### Requirements
(a) Using the Start with Love essay below, decide whether each statement agrees with it: (i) The baby holds the writer's palm. (ii) The writer has a seven-year-old child. (iii) The writer sings mantra as a lullaby. For each, answer yes or no and quote the words of the essay that decide it.
(b) Reproduce the passage of the Start with Love essay below word for word, from "Start with Love" up to and including "back to myself.".

### Source text
* * * * *

Start with Love

I do not have the whys or the answers to fix the whys. I only have opportunities. Opportunities to show up and show love.
— Brandi Woolf

It is in these moments that I come back to myself.

In these soft, quiet moments where the only sound I hear is her breath, my own breathing naturally deepens because of it. I claim this space as meditation. I sing mantra as lullaby because, why not now? There are times I catch myself reaching for my phone. For the ‘other’—whatever that may be. A distraction to keep me from witnessing. Blessedly, my hands are already occupied: one is holding her tiny feet (a creature comfort that soothes her to sleep), and the other hand gently lies in her fingers. Her soft grasp of my palm brings her the security of holding me close. Holding Home. So I surrender to right now and study her face. Her small mouth suckling my breast. Her eyelashes fluttering; only halfway resisting sleep.

Twenty minutes ago, I was force-feeding myself a late breakfast. I was making promises to my five-year-old that mommy would play as soon as… I was complaining to my husband about my lack of sleep and how there is never enough coffee.

* * * * *

### Stored data
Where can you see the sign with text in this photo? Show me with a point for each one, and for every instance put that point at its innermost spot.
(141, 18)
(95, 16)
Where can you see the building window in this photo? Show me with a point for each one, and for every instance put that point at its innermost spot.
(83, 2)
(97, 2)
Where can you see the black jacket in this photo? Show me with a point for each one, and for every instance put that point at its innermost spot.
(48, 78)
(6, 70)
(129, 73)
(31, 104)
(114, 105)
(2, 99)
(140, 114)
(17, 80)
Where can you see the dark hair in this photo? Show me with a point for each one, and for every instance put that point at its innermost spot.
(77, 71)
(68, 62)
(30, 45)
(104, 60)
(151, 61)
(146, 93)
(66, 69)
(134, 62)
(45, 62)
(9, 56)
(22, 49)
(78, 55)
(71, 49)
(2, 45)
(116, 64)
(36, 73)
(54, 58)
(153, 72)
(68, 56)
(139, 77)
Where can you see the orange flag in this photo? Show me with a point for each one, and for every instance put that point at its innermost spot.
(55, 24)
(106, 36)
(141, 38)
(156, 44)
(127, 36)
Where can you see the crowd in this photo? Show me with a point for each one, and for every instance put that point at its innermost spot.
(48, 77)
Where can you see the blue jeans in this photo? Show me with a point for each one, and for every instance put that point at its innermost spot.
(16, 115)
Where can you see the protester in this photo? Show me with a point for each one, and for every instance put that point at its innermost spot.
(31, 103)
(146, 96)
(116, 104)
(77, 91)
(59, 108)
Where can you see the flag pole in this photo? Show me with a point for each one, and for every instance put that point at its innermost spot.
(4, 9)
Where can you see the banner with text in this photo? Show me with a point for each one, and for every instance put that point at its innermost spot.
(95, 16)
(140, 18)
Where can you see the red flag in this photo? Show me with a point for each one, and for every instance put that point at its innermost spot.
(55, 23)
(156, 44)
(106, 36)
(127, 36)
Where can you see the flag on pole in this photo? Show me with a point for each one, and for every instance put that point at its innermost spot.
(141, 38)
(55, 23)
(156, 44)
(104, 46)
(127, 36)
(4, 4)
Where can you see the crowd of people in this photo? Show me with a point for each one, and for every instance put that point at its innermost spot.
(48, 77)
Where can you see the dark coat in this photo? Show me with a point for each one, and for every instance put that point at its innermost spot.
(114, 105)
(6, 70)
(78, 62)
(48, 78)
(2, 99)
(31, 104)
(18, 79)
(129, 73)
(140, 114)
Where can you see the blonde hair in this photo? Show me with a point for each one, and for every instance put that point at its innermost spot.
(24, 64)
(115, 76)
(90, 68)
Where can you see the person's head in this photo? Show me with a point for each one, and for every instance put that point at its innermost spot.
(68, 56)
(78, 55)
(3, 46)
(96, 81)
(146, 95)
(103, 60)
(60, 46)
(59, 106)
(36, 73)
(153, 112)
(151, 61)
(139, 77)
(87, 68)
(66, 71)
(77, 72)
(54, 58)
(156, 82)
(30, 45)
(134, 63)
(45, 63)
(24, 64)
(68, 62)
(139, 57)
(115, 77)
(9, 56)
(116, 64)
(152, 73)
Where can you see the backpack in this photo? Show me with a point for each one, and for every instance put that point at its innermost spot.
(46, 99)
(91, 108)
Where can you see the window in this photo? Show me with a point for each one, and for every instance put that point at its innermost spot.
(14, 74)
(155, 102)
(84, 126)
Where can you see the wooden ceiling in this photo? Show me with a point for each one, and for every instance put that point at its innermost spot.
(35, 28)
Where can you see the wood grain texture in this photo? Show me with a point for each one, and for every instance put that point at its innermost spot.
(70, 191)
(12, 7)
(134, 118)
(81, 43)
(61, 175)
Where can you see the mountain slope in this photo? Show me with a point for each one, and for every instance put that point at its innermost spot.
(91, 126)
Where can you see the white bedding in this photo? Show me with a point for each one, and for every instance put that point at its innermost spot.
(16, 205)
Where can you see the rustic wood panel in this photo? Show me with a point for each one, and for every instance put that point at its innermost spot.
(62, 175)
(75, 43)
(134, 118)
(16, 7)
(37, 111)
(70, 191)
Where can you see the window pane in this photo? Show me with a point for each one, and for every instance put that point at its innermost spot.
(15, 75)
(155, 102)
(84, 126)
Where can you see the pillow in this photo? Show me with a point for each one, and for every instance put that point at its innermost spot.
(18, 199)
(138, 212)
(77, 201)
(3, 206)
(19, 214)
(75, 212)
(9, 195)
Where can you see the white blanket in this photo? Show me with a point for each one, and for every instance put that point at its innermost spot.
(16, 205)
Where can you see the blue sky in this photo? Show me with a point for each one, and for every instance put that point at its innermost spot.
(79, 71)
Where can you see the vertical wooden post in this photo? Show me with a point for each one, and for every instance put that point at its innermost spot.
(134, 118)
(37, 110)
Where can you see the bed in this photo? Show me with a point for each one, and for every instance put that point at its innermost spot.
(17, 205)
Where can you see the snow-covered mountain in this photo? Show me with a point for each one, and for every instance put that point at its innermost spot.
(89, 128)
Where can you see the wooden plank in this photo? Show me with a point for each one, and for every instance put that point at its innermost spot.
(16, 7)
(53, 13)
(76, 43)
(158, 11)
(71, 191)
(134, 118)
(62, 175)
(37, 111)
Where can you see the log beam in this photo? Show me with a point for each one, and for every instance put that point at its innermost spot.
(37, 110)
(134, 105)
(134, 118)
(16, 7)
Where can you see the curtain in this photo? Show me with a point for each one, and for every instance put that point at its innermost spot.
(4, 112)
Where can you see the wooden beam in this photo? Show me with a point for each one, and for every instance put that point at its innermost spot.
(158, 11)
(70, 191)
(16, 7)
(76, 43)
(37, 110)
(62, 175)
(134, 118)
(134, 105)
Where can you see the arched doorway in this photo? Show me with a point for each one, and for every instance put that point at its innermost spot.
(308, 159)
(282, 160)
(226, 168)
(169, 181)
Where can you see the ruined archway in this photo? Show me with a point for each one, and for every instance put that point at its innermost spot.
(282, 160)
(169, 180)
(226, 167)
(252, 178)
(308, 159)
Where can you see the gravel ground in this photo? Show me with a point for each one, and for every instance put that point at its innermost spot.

* * * * *

### Exercise answers
(a)
(i) Yes: "Her soft grasp of my palm brings her the security of holding me close."
(ii) No: "making promises to my five-year-old"
(iii) Yes: "I sing mantra as lullaby"

(b)
Start with Love

I do not have the whys or the answers to fix the whys. I only have opportunities. Opportunities to show up and show love.
— Brandi Woolf

It is in these moments that I come back to myself.